EXCERPTED PASSAGE:
The Care Quality Commission (CQC) is calling for increased community health and social care provision across Norfolk and Waveney to help alleviate “significant pressure” on NHS urgent and emergency care.

It comes following a review by the CQC into how urgent and emergency care works together across the area, including 20 inspections covering various hospitals, GP surgeries, adult social care and the 111 service.

The report, which included the Queen Elizabeth Hospital in King’s Lynn, found staff shortages at GP practices and in adult social care meant people were accessing urgent and emergency care at hospitals instead, in turn, creating lengthy waits for assessment and treatment, with a high number of patients waiting more than 12 hours in emergency departments, resulting in overcrowding.

This was despite many services in Norfolk and Waveney being individually well-run, inspectors said, providing safe care and effective treatment for people.

Mandy Williams, CQC director of integrated care, inequalities and improvement, said: “Many of the services we inspected as part of this review were providing good care that met people’s needs and ensured their safety.

“Although the emergency departments we visited were well-run, a high number of people waited over 12 hours for assessment and treatment. This led to overcrowded departments, delayed ambulance handovers and risk to patients.

RECORDED INFORMATION:
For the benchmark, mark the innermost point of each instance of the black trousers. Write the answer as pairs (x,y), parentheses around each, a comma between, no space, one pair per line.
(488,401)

EXERCISE REQUIREMENTS:
1. From the CQC review article, list every type of service that the 20 inspections are said to have covered.
2. Return everything in the CQC review article from "Mandy Williams, CQC" down to "ensured their safety.".
3. Resume the CQC review article where it stops.

SOLVED PROBLEMS:
1.
- Hospitals
- GP surgeries
- Adult social care
- The 111 service

2.
Mandy Williams, CQC director of integrated care, inequalities and improvement, said: “Many of the services we inspected as part of this review were providing good care that met people’s needs and ensured their safety.

3.
“A significant issue behind this was staff shortages affecting other services people used when they had less pressing medical needs. This meant people couldn’t always access their GP, dentist or NHS 111 service when they needed – resulting in unnecessary 999 call or visits to hospital when minor ailments became unmanageable.”

The report also found staff shortages in adult social care meant people remained in hospital when they should have been discharged to respite services, leading to delays due to insufficient beds.

Healthcare leaders were praised for developing strategies to alleviate pressure, such as GP provision alongside emergency departments, so patients which could be dealt with by GPs were immediately referred, reducing the number of people using emergency care by up to a third.   

“However – despite these initiatives and the examples of good practice we saw at individual services – system-wide workforce planning, and increased community health and social care provision is required to meet local people’s needs,” she added.

“If delivered successfully, this would reduce pressure on urgent and emergency care services and reduce the risk of harm to people living in Norfolk and Waveney.”